▸ Brief: Each line of the data below that holds the word "laptop" is to be reported in full.

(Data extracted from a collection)
━━━━━━━━━━━━━━━━━━━━
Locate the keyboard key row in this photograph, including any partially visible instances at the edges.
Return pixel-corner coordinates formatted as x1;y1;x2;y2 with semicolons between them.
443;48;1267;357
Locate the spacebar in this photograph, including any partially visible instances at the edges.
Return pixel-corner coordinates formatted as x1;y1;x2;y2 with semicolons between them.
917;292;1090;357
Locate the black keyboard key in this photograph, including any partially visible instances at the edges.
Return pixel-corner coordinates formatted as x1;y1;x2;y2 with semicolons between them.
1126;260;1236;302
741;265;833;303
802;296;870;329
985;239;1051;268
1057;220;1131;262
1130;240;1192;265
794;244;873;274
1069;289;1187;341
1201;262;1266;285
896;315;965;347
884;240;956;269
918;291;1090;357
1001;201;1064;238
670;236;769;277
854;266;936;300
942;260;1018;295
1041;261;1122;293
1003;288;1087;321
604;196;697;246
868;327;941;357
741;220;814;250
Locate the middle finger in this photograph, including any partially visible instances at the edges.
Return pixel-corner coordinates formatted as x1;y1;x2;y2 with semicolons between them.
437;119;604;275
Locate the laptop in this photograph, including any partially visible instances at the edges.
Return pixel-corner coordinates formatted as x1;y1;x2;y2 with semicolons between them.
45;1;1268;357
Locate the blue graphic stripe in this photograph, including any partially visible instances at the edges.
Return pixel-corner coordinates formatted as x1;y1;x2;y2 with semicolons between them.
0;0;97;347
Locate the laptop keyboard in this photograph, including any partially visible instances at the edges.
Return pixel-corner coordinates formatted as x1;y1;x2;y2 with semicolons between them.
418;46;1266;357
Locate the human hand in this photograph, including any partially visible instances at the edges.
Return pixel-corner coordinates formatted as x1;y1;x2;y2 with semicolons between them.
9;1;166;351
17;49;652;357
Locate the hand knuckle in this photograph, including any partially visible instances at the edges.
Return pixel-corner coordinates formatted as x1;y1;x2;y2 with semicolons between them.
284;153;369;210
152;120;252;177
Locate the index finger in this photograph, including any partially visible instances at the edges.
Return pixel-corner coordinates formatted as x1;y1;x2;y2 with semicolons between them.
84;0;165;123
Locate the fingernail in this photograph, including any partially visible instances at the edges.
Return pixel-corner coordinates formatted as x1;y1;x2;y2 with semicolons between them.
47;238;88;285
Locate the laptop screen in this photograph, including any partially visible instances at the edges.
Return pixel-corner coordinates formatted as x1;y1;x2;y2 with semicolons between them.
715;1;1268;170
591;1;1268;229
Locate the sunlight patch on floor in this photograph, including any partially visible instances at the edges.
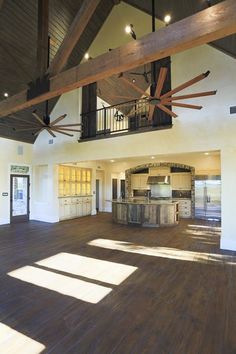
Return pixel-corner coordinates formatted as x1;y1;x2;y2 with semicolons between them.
0;322;45;354
8;266;112;304
88;239;236;265
35;253;137;285
188;224;221;232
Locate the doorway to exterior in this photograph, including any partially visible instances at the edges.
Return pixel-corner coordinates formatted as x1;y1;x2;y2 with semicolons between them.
10;175;30;223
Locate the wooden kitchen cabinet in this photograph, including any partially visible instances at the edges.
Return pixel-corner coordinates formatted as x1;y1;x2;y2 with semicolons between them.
171;173;191;190
59;196;92;220
131;174;148;190
149;167;170;175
━━━━━━━━━━━━━━━━━━━━
▸ Answer to the exercise:
Locate the laptop in this photograph, including any partially visible instances at the edges.
Locate the laptop keyboard in this photograph, including any partially visible instances at the edges.
Locate the laptop screen in this photograph, including any partially visible instances at the edges.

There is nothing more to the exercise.